* Supplied material
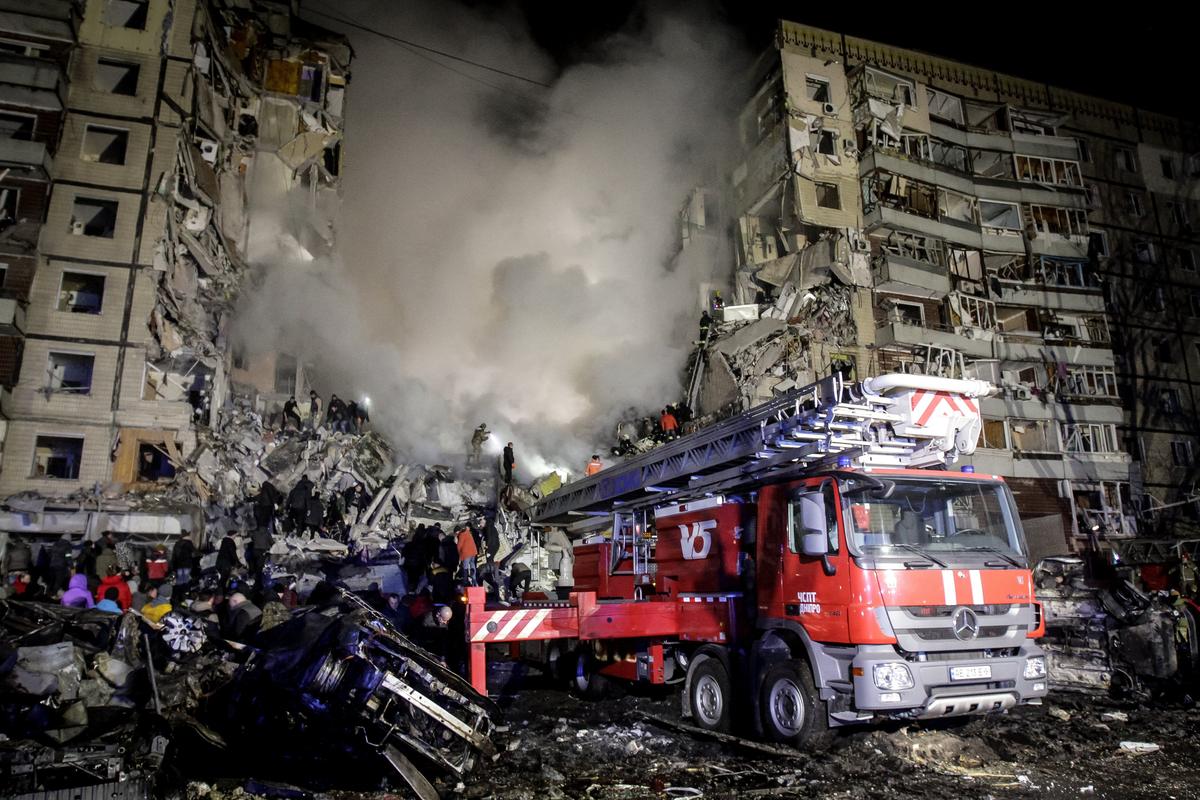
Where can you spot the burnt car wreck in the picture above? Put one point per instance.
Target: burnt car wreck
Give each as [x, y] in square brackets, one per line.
[108, 703]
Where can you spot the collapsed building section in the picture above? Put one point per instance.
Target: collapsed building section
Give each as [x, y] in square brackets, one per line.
[885, 220]
[126, 383]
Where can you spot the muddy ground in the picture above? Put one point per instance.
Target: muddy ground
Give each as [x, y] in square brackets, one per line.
[559, 746]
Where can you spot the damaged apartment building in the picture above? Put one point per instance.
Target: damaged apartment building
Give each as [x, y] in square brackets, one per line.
[132, 133]
[893, 211]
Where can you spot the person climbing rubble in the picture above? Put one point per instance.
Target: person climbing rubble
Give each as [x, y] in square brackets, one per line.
[299, 499]
[509, 462]
[468, 552]
[291, 415]
[669, 425]
[477, 444]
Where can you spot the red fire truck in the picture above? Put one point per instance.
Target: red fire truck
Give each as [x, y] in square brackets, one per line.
[808, 564]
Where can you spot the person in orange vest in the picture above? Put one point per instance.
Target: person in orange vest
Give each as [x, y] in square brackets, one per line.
[467, 552]
[669, 423]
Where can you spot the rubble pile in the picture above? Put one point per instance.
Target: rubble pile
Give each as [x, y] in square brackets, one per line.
[100, 699]
[1102, 641]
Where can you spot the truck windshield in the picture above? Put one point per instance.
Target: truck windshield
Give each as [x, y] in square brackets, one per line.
[942, 518]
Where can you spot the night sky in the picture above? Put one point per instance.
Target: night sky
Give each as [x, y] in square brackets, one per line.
[1102, 49]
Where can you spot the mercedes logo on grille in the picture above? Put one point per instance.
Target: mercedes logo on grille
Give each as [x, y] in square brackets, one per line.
[966, 624]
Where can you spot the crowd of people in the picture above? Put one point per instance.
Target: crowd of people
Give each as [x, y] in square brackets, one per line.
[339, 415]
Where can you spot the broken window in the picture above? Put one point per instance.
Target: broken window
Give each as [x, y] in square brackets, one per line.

* Assigned task
Pictures are to be left out; otherwise, retype exactly the lines from the first line of the data through the line containing "Where can you spot the muddy".

* The answer
Where can you spot the burnt car wreck in the picture above? Put one point per instance.
Target: burnt car wreck
Give each as [x, y] in square brackets, one per line.
[108, 703]
Where can you spot the collapsed building section in the picture above? Put one point per instance.
Target: collapsed building section
Give each as [x, y] in square brackets, one per line.
[885, 220]
[126, 383]
Where can you spot the muddy ground in the picture above? Put one point per instance.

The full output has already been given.